- Opening Delimiter -

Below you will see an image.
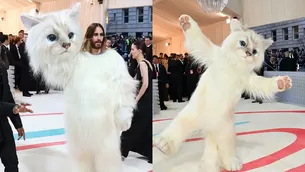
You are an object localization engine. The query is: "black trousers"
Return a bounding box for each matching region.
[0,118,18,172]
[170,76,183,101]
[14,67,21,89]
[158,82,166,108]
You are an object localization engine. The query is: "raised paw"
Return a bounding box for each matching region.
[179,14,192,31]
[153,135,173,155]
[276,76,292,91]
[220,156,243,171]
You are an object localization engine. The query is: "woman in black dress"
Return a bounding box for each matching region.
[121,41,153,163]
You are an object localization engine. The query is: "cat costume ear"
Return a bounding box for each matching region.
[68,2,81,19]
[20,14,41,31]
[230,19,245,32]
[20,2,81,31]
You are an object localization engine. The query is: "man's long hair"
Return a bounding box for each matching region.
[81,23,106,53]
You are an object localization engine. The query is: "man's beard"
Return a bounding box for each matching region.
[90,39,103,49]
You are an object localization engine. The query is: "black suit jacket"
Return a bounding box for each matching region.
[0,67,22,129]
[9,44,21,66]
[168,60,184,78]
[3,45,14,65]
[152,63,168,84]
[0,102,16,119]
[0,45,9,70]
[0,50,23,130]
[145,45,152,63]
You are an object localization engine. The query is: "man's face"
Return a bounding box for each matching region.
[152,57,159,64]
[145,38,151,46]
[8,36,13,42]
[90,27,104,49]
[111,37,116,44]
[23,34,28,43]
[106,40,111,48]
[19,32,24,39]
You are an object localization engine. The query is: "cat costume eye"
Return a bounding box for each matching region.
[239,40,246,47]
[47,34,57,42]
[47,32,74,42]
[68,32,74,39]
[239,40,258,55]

- Closing Delimiter -
- Opening Delimiter -

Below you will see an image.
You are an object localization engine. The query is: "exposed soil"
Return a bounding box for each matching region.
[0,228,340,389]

- Closing Delimiter -

→ **Work order**
Go through the entries and count the lines where the word "localization" appears; give only the count.

→ **Your solution**
10